>>>

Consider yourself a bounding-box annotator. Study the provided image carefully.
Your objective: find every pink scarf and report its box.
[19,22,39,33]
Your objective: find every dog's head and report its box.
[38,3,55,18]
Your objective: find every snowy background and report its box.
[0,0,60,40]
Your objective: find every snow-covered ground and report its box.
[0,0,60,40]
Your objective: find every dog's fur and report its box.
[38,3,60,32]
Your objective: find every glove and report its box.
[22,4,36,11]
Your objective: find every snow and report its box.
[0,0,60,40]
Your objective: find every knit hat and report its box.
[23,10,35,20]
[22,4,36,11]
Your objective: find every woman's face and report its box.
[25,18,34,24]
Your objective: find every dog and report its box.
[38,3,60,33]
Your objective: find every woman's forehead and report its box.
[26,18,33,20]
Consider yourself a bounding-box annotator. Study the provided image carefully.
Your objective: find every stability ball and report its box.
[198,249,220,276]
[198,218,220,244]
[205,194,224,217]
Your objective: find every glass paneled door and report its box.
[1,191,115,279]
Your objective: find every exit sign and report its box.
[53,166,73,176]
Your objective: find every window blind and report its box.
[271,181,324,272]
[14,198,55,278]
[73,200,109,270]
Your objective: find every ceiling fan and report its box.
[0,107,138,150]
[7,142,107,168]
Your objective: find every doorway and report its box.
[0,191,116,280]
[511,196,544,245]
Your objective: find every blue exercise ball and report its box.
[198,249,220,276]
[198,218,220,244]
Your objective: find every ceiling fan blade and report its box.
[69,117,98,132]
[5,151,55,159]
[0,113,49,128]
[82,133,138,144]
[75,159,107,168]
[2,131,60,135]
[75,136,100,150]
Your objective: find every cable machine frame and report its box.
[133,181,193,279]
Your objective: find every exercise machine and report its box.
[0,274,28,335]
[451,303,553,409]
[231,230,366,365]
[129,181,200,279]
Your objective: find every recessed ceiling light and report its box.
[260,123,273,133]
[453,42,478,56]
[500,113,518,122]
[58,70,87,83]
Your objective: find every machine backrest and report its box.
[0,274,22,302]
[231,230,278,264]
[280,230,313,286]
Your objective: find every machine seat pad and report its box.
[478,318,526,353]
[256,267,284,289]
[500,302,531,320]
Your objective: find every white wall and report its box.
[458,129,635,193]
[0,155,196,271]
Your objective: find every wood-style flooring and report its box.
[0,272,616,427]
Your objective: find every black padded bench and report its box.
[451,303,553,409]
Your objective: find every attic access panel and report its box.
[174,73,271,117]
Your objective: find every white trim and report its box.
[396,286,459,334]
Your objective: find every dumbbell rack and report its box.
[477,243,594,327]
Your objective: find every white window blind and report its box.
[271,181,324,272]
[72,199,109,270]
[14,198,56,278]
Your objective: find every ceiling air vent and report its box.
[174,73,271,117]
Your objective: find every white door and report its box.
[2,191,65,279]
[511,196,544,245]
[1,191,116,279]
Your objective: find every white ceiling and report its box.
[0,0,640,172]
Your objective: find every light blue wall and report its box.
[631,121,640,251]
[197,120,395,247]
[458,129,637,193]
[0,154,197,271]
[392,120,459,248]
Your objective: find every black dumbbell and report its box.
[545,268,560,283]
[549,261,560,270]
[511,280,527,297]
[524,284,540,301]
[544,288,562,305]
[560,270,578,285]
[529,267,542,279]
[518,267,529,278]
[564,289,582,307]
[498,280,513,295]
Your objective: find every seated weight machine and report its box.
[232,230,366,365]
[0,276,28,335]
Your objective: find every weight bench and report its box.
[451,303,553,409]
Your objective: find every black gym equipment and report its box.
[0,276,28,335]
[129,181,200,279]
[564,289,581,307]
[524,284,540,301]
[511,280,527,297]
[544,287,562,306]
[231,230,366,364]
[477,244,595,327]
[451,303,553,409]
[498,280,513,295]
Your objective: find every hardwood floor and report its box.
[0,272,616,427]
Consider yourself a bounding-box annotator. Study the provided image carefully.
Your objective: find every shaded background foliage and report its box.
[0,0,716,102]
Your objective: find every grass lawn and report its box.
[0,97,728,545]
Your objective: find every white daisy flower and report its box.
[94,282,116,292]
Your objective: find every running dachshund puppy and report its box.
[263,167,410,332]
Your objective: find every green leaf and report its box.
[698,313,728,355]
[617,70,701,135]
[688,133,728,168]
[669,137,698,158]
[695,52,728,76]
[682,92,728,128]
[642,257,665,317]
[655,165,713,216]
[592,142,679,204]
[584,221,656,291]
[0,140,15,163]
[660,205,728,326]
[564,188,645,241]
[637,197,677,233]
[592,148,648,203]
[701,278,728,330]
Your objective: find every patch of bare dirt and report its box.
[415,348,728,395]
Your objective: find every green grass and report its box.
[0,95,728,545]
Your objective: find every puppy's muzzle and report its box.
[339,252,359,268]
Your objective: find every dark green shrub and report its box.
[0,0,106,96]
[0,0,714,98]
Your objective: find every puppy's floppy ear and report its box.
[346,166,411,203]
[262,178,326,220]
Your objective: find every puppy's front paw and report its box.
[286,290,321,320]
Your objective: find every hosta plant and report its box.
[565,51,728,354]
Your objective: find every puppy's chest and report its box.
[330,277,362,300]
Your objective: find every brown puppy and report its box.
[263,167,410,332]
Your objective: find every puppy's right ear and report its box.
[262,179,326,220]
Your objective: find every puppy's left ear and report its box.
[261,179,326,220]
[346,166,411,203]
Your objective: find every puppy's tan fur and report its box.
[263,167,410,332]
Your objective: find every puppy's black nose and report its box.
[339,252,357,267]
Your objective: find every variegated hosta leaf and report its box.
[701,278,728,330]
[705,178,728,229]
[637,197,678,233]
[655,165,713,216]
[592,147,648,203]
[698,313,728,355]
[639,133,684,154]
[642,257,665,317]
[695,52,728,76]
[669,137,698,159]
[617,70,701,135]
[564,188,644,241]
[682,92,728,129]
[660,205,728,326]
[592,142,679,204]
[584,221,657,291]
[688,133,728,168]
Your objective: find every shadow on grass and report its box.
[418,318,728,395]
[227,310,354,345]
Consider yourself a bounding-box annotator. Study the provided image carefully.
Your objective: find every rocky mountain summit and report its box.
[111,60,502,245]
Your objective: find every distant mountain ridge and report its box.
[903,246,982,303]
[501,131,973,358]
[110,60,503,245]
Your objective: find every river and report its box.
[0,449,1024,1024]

<<<

Rewrite the records from the line with "Your objective: find every dumbbell" to the line with "[0,0,640,172]", including the requests, and shift every bounding-box coordinate in the answers up by 69.

Your objective: find every dumbbell rack and report its box.
[546,312,663,396]
Your objective: find every white window blind and report its box.
[340,250,393,341]
[141,268,178,339]
[83,267,125,347]
Your objective: find every ceiling air vent and report its box.
[243,142,340,186]
Your objective: find every white door and report its box.
[71,260,134,348]
[580,265,613,314]
[70,260,185,348]
Your objective: find every white ceiling and report its box.
[69,69,709,241]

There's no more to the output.